Work request —
Retype the entries below exactly, but begin at the line containing "Detect tall tree" and end at the last line.

(Recorded data)
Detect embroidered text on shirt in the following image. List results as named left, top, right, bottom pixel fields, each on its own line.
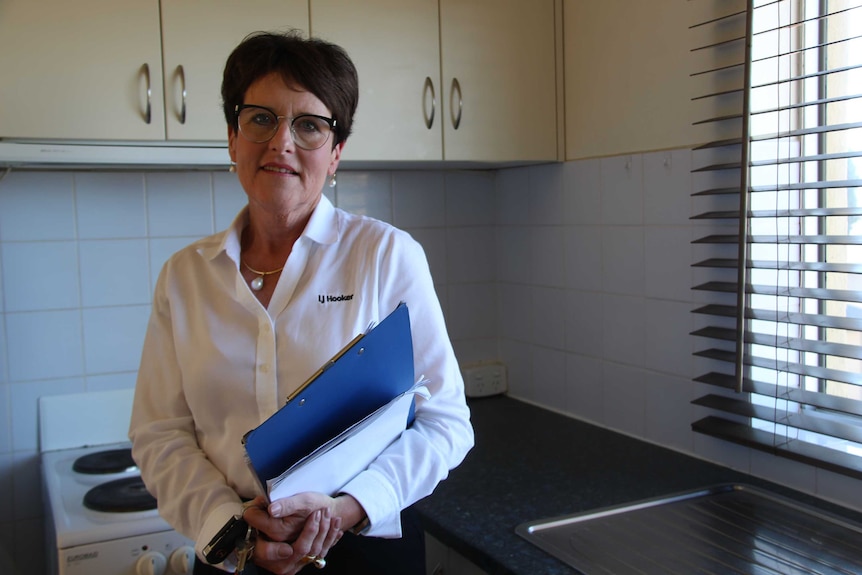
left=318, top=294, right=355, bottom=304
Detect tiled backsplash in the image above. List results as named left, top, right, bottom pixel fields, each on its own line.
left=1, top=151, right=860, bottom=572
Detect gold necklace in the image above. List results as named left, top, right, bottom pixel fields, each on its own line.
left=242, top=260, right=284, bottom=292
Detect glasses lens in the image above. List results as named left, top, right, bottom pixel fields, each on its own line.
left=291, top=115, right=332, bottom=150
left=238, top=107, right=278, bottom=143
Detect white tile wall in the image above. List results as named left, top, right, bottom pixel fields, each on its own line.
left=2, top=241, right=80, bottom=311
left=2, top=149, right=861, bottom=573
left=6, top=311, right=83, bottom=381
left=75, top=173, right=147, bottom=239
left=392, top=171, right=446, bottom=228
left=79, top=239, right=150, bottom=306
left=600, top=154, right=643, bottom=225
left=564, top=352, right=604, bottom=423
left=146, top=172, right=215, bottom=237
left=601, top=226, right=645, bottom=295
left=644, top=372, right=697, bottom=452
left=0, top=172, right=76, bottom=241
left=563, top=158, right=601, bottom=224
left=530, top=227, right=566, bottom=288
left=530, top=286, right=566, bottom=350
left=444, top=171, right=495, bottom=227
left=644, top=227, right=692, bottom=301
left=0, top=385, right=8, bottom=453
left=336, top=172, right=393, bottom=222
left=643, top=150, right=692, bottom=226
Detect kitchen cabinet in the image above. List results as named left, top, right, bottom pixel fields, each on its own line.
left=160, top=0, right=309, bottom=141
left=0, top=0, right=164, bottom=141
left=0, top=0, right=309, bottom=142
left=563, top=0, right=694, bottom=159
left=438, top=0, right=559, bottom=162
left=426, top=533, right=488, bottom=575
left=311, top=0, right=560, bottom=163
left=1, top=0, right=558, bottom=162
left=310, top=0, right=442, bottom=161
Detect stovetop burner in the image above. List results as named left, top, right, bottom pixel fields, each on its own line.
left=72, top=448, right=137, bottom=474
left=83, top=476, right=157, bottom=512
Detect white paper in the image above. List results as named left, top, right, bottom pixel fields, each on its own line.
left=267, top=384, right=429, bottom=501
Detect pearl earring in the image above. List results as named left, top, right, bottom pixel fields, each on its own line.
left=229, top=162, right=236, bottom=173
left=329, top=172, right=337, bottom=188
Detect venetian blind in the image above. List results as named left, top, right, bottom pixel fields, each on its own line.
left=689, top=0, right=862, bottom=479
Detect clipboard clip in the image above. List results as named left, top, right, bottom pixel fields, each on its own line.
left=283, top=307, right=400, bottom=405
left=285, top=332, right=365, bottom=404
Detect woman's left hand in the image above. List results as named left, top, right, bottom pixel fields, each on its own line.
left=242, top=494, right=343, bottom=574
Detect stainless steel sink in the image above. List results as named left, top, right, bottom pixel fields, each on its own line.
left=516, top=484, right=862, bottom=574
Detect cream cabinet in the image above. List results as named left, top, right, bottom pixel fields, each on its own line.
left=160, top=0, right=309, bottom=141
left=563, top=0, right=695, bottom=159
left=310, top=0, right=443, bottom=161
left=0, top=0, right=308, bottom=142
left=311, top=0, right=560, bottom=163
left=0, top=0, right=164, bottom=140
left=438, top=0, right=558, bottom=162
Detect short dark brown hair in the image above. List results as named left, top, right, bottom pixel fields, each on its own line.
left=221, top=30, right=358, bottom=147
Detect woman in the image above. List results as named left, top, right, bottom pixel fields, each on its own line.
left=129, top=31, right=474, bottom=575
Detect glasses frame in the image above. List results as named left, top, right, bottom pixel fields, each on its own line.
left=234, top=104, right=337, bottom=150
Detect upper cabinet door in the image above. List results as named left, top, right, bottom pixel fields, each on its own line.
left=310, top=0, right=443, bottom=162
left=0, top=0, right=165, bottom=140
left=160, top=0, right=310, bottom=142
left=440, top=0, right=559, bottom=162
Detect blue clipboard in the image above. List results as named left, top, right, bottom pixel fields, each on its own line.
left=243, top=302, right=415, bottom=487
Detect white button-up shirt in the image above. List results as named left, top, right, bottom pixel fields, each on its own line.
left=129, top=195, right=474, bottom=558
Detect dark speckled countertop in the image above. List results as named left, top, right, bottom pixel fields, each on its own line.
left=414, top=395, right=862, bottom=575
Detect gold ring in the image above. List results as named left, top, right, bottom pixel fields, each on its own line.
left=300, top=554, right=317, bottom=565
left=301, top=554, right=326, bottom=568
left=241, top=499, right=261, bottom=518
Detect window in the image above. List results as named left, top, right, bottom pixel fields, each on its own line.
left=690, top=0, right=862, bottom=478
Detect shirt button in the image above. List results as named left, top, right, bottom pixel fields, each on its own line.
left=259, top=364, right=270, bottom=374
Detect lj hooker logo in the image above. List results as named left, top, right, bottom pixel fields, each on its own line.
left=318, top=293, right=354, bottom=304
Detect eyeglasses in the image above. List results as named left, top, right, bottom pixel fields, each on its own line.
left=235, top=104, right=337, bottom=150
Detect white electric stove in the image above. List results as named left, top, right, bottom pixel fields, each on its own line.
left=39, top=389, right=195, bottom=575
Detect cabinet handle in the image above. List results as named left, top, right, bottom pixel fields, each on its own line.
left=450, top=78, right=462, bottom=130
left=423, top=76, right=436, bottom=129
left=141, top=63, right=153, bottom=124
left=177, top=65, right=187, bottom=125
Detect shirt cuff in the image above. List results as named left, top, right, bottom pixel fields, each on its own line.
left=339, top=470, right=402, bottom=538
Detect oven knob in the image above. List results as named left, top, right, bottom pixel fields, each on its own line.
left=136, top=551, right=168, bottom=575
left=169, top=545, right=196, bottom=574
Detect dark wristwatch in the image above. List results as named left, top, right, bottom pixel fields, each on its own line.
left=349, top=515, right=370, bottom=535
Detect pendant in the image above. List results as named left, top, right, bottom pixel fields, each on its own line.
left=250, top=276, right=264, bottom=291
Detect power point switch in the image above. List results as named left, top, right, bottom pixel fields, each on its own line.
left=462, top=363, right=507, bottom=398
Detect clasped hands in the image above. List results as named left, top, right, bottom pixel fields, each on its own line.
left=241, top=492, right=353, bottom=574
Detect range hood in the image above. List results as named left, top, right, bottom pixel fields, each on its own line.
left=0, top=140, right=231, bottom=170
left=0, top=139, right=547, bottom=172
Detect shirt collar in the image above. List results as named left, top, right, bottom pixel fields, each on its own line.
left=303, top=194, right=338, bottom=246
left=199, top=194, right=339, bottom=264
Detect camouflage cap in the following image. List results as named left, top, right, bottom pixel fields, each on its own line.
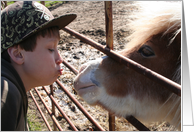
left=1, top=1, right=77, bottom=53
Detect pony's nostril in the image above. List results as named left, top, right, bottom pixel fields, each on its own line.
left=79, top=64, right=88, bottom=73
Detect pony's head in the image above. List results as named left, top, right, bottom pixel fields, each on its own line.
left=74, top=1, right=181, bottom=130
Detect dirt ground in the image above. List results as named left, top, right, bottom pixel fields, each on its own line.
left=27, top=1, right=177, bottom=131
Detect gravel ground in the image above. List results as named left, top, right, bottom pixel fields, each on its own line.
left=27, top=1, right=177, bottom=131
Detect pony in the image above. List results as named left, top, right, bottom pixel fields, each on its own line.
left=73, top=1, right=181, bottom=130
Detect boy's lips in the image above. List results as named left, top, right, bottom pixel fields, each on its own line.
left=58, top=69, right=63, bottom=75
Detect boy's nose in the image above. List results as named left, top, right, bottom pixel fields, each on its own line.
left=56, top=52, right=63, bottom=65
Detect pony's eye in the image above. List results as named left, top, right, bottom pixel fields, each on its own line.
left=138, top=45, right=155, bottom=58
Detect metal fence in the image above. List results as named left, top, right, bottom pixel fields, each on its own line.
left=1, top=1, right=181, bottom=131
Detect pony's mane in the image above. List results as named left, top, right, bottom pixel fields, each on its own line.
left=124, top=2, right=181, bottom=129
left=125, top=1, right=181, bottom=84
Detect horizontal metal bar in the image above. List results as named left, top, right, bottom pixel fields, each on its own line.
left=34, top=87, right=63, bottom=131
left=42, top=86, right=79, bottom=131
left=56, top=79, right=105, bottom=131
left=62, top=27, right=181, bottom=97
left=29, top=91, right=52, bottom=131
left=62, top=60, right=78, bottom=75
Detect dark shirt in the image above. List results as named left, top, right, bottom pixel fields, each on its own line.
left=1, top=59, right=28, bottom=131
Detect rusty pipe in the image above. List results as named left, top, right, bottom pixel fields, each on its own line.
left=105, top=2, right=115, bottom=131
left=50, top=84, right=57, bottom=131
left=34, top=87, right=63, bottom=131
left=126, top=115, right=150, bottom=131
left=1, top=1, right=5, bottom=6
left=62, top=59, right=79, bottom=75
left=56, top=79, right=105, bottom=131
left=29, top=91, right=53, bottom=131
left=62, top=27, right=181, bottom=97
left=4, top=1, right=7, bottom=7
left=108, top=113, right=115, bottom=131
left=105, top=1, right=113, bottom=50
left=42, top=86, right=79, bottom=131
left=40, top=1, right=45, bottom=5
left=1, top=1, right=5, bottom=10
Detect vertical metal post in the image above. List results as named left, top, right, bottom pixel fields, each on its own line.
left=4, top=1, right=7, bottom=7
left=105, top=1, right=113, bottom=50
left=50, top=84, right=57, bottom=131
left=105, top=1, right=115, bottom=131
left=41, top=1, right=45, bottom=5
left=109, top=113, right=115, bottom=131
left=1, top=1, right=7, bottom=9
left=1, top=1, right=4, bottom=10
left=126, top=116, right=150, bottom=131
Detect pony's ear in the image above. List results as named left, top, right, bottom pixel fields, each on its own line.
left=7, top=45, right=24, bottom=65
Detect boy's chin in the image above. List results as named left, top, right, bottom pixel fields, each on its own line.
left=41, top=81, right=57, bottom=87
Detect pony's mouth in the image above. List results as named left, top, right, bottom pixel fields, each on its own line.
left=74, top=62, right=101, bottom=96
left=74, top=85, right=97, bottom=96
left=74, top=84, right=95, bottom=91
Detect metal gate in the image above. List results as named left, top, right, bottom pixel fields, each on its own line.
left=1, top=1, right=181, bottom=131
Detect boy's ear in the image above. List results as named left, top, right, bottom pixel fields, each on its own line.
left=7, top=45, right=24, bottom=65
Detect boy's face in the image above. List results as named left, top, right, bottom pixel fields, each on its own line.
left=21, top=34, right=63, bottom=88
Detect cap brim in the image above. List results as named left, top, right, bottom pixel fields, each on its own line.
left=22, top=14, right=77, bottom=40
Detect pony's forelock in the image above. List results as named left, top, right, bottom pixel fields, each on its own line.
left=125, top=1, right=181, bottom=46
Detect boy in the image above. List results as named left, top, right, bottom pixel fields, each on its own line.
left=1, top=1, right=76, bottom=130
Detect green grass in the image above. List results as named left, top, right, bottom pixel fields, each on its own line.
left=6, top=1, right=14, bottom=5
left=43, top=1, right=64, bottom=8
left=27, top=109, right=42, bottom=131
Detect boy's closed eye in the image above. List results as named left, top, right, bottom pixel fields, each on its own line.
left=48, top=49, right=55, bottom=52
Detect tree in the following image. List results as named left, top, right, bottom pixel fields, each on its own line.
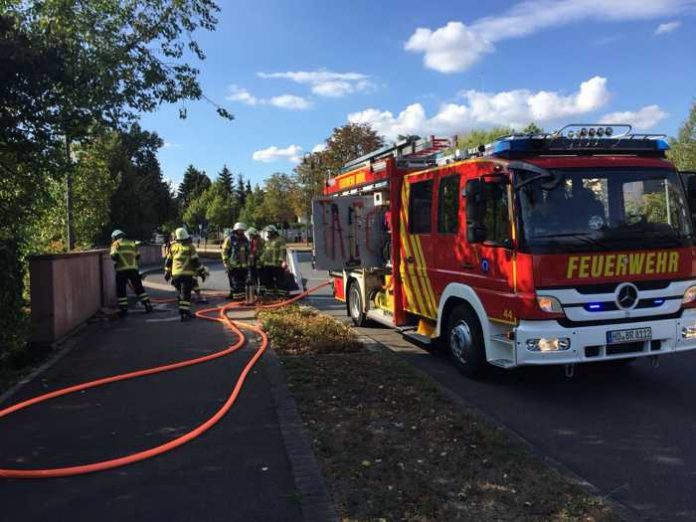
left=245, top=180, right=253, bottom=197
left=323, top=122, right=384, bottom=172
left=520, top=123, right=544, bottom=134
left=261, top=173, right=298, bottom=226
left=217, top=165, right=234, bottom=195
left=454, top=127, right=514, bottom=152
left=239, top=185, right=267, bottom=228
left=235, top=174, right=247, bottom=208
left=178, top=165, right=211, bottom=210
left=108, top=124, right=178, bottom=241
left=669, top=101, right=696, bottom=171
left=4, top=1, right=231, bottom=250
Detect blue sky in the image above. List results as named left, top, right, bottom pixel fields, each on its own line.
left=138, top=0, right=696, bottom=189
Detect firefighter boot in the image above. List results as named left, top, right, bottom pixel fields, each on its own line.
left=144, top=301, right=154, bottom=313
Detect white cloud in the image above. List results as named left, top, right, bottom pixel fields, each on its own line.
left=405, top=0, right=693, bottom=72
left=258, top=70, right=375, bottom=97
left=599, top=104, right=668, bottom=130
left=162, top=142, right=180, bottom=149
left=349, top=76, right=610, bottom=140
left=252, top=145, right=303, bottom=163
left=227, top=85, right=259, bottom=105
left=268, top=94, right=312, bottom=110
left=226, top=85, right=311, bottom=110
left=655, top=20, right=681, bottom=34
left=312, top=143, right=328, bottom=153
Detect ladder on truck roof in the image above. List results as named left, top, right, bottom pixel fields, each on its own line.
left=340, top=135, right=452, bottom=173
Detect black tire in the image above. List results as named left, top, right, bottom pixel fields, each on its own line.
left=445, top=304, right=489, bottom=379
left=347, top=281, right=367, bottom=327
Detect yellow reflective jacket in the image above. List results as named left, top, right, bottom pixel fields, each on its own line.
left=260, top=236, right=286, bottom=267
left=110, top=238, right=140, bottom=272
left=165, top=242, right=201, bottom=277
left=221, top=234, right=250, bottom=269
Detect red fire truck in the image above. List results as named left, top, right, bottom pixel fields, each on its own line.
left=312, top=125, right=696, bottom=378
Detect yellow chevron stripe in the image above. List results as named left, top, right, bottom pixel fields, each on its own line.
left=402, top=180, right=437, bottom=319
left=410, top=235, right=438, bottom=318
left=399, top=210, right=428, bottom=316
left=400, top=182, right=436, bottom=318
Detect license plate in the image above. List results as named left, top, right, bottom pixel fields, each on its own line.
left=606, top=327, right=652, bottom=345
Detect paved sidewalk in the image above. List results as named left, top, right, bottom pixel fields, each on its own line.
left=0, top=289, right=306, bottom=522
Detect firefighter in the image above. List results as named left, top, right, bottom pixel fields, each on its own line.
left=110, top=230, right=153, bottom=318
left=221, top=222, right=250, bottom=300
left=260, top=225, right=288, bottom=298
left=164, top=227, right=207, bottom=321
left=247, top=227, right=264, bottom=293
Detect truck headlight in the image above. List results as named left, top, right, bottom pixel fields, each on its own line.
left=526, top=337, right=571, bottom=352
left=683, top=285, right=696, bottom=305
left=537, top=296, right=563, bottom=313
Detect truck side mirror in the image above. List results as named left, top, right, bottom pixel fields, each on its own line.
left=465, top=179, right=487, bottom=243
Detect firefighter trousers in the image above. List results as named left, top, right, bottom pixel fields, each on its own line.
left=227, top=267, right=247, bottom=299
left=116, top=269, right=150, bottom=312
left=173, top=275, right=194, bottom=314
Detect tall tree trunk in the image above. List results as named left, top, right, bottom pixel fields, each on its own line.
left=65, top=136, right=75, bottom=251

Output below —
Detect tall tree trunk in the image above. List results as named left, top, right, bottom pixel fields, each on its own line.
left=65, top=136, right=75, bottom=251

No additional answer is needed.